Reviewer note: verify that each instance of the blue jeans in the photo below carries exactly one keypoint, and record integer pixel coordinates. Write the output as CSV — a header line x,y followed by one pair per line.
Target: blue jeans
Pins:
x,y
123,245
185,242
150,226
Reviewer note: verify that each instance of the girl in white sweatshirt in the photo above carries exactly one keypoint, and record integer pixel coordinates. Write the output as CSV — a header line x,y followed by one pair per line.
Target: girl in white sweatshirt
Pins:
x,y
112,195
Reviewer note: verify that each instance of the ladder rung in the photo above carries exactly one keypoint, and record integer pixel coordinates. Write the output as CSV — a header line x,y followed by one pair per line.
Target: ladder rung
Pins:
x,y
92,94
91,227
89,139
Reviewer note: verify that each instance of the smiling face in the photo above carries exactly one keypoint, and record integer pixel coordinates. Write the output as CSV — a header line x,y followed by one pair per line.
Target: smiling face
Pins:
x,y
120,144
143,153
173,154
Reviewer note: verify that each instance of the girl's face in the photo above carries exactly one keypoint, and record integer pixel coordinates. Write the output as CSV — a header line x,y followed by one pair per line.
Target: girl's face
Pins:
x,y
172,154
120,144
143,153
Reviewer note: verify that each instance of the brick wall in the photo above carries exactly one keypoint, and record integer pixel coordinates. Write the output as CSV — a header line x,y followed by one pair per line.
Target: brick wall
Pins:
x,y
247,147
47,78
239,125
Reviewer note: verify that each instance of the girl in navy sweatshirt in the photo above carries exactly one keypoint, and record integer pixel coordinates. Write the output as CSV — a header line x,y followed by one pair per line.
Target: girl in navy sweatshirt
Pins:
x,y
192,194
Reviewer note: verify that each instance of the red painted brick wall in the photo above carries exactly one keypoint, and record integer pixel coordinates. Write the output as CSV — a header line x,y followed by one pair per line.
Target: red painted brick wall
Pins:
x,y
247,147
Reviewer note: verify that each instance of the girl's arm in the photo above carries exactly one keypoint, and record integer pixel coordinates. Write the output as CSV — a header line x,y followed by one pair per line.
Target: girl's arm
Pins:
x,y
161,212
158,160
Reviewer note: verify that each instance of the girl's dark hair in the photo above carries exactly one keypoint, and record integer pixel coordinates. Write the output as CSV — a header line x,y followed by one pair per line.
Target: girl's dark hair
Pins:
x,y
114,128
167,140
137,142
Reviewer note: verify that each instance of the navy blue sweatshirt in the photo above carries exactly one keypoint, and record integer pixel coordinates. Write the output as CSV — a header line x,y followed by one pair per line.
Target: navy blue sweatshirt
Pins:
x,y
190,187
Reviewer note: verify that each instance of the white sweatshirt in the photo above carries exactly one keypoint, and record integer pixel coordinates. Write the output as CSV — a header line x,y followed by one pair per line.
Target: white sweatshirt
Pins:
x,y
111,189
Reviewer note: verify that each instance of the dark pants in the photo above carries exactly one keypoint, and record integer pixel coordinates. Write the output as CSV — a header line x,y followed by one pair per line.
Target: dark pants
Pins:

----------------------------------------

[Objective] Switch every "Pins" to "Points" in the stretch from the line that contains "Reviewer note: verify that each instance of the red" through the end of the records, and write out that stretch again with nothing else changed.

[Result]
Reviewer note: verify that each instance of the red painted brick wall in the photo above carries exactly one keypoint, and record integer pixel coordinates. Write the output as CSV — a header line x,y followed by one pair per line.
Target: red painted brick wall
Points:
x,y
247,147
Reviewer note: verify that each instance of the girl's arm in the photo above carries exactly one keypoint, and record integer pixel coordinates. Write the output as CSV — a header line x,y followed by one pair per line.
Target: girl's arm
Points:
x,y
161,212
158,160
Reviewer note: verify that each instance of the girl's dark hair in the photo above carries exactly one keypoint, and record integer pixel coordinates. Write the output as CSV — a header line x,y followed by one pair per line.
Target: girl's dark hair
Points:
x,y
114,128
167,140
137,142
Reviewer note: verify that each instance of the navy blue sweatshirt in the photo above carries exactly one keypoint, and record integer pixel coordinates. Write the output as CSV — a header line x,y followed by one pair per line.
Target: navy blue sweatshirt
Points:
x,y
190,187
Reviewer note: verify that each instance of the white sweatshirt in the photo above carries exactly one keypoint, and record integer pixel coordinates. Write the output as CSV — a header line x,y followed by one pair per line.
Target: white sweatshirt
Points:
x,y
111,189
Reviewer note: verify that each instance of the dark pants in the photo above carries exactly one keypoint, and record integer pixel coordinates. Write the output as CSV — a header line x,y followed by one pair per line.
Target: dark pants
Points:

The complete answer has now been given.